THE INPUT.
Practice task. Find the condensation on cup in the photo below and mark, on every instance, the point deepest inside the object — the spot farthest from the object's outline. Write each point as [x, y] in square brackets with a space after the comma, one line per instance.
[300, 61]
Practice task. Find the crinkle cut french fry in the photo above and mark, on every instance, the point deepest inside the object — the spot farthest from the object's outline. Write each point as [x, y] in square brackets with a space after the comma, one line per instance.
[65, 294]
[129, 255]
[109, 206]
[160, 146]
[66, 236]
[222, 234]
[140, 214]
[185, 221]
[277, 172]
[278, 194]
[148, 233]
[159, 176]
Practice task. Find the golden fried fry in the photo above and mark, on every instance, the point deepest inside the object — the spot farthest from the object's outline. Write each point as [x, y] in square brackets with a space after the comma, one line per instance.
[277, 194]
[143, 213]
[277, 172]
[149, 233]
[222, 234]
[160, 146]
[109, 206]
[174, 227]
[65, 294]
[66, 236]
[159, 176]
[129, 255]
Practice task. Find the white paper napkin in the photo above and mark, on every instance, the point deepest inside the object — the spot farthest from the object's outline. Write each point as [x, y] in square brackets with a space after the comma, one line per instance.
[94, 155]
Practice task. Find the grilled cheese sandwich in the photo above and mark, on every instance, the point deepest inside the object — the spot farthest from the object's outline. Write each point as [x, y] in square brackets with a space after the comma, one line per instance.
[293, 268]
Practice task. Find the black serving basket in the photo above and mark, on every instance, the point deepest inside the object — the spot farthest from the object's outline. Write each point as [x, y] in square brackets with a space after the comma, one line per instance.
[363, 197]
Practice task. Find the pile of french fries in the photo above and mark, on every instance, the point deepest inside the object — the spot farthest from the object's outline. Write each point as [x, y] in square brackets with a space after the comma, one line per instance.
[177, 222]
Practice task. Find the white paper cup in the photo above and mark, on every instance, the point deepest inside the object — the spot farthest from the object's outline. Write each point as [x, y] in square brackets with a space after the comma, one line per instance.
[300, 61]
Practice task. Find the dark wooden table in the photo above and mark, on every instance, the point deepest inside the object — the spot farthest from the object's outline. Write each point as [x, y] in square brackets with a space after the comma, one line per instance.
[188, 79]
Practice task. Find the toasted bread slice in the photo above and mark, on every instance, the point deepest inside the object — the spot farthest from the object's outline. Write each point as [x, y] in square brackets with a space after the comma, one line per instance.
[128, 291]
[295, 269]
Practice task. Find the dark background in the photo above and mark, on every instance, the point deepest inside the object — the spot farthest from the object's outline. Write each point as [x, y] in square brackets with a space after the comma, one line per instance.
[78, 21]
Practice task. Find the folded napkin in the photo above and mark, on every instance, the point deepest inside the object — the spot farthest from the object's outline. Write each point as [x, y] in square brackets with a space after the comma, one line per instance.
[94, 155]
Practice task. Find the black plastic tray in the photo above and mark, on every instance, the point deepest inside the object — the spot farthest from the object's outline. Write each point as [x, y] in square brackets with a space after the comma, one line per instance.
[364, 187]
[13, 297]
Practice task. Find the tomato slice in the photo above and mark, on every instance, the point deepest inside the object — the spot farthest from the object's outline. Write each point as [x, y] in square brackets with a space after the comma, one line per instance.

STATED GOAL. Copy exactly the line containing "Practice task. Find the black plastic" and every line after it, ending with the last line of the records above.

FULL SOLUTION.
Practice task. Find the black plastic tray in the photo above and mark, on every instance, the point deepest inside the object — the spot farthest from the object's outline. Write each point as [x, y] in square brackets with a space after the comma, one line per instance.
[364, 187]
[13, 297]
Practice task. Find the tomato slice in the photo above and mark, on every instance, the point deepest inside the object — the spot farthest from the object's outline. Write each point as [x, y] in square brackets with a space after the comma, one line per instance.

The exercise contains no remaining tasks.